→ **Extract to read**:
········
Court name
Supreme Court of Zimbabwe
Case number
SC 44 of 2013
Civil Appeal SC 146 of 2011

RBZ v ZIMRA (SC 44 of 2013, Civil Appeal SC 146 of 2011) [2013] ZWSC 44 (19 September 2013);

Law report citations
Media neutral citation
[2013] ZWSC 44
Ziyambi JA
Malaba DCJ
Omerjee AJA

                                                                              Judgment No. SC 44/2013

Civil Appeal No. SC 146/11


















L Mazonde, for the appellant

U Sakhe, for the respondent



MALABA DCJ:       This is an appeal against the judgment of the High court granting an order for payment to the respondent of USD4 960 305-70 which the appellant received into its own account from Standard Chartered Bank, and Commercial Bank of Zimbabwe, pursuant to a directive issued to the banks to transfer the money from accounts held with them by the respondent.


After hearing argument from counsel for both parties the appeal was dismissed with costs.  It was indicated that reasons for the decision would follow in due course. These are they.


The appellant and the respondent are bodies established in terms of the respective statutes for the achievement of specific purposes. They are legal entities with a right to sue and be sued. The respondent is established in terms of the Revenue Authority Act [Cap. 23:11](“the RA Act”]. The purpose for which the respondent was established is to act as an agent of the State in assessing, collecting and enforcing the payment of all revenues due to the state and the transfer of that revenue to the Consolidated Revenue Fund for appropriation by Government.


The RA Act confers upon the respondent, the relevant powers, the exercise of which is to ensure the achievement of the purposes for which it is established.  In this regard the respondent is authorised to open accounts with banks to receive deposits by individuals of the revenue due to the State.  The respondent is under an obligation as an agent to account for all the money deposited into the accounts and generally collected by it, by transferring the money into the Consolidated Revenue Fund. Under s 101 of the Constitution of Zimbabwe, the respondent is under an obligation not to transfer that money to any body, other than the Consolidated Revenue Fund. Section 101 of the Constitution provides that:

“101 Consolidated Revenue Fund

All fees, taxes and other revenues of Zimbabwe from whatever source arising, not being moneys that—

(a) are payable by or under an Act of Parliament into some other fund established for a specific purpose; or

(b) may, by or under an Act of Parliament, be retained by the authority that received them for the purpose of defraying the expenses of that authority;

shall be paid into and form one Consolidated Revenue Fund.”


            Section 101 of the Constitution is given effect to by s 28(2) of the RA Act which requires that revenue collected by the respondent in terms of any enactment shall be paid into the Consolidated Revenue Fund.  Section 102(3) of the RA Act provides that it is trite that no money can be withdrawn from the Consolidated Revenue Fund unless an act of Parliament authorizes such withdrawal and prescribes the exact manner and form of such withdrawal. Section 102 (3) provides that:


“(3) No moneys shall be withdrawn from any public fund, other than the Consolidated Revenue Fund, unless the issue of those moneys has been authorized by or under an Act of Parliament…”.
········
→ **Data records**:
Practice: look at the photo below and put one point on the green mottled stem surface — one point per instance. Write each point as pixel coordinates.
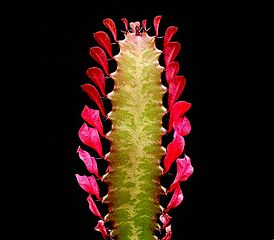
(134, 178)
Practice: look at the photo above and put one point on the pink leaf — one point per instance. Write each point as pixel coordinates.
(176, 199)
(100, 57)
(97, 76)
(104, 41)
(144, 24)
(111, 26)
(171, 51)
(90, 137)
(92, 206)
(184, 171)
(168, 233)
(156, 23)
(176, 87)
(89, 161)
(171, 30)
(94, 95)
(178, 110)
(89, 184)
(174, 150)
(126, 23)
(165, 219)
(172, 70)
(100, 227)
(182, 126)
(92, 117)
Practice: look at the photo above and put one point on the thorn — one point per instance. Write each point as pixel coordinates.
(104, 198)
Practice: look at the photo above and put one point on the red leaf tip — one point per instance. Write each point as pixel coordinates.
(156, 23)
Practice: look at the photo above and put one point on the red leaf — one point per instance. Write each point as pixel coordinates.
········
→ **Exercise instructions**:
1. Print a passage from the court judgment, beginning at the words "L Mazonde, for" and stopping after the words "These are they.".
2. Translate this sentence from the court judgment into Spanish: "After hearing argument from counsel for both parties the appeal was dismissed with costs."
3. Write the next part of the court judgment, picking up after its last sentence.
The data above comes from a separate source and has no link to the court judgment.

→ **Outputs**:
1.
L Mazonde, for the appellant

U Sakhe, for the respondent



MALABA DCJ:       This is an appeal against the judgment of the High court granting an order for payment to the respondent of USD4 960 305-70 which the appellant received into its own account from Standard Chartered Bank, and Commercial Bank of Zimbabwe, pursuant to a directive issued to the banks to transfer the money from accounts held with them by the respondent.


After hearing argument from counsel for both parties the appeal was dismissed with costs.  It was indicated that reasons for the decision would follow in due course. These are they.

2. Tras escuchar los argumentos de los abogados de ambas partes, el recurso fue desestimado con costas.

3.
Section 103 lays down the procedure by which authority may be sought from Parliament through the Minister of Finance for withdrawal of money from the Consolidated Revenue Fund:

“103 Authorization of expenditure from Consolidated Revenue Fund

(1) The Minister for the time being responsible for finance shall cause to be prepared and laid before the House of Assembly, on a day on which the House sits, before or not later than thirty days after the start of each financial year estimates of the revenue and expenditure of Zimbabwe for that financial year:


Provided that if, by reason of the prorogation or dissolution of Parliament, the provisions of this subsection cannot be complied with, the estimates of the revenue and expenditure shall be laid before the House of Assembly, on a day on which the House sits not later than thirty days after the date on which the House first meets after that prorogation or dissolution.


(2) When the estimates of expenditure, other than expenditure charged upon the Consolidated Revenue Fund by this Constitution or an Act of Parliament, have been approved by the House of Assembly, a Bill, to be known as an Appropriation Bill, shall be introduced into the House providing for the issue from the Consolidated Revenue Fund of the sums necessary to meet that expenditure and the appropriation of those sums, under separate votes for the several heads of expenditure approved, to the purposes specified therein…”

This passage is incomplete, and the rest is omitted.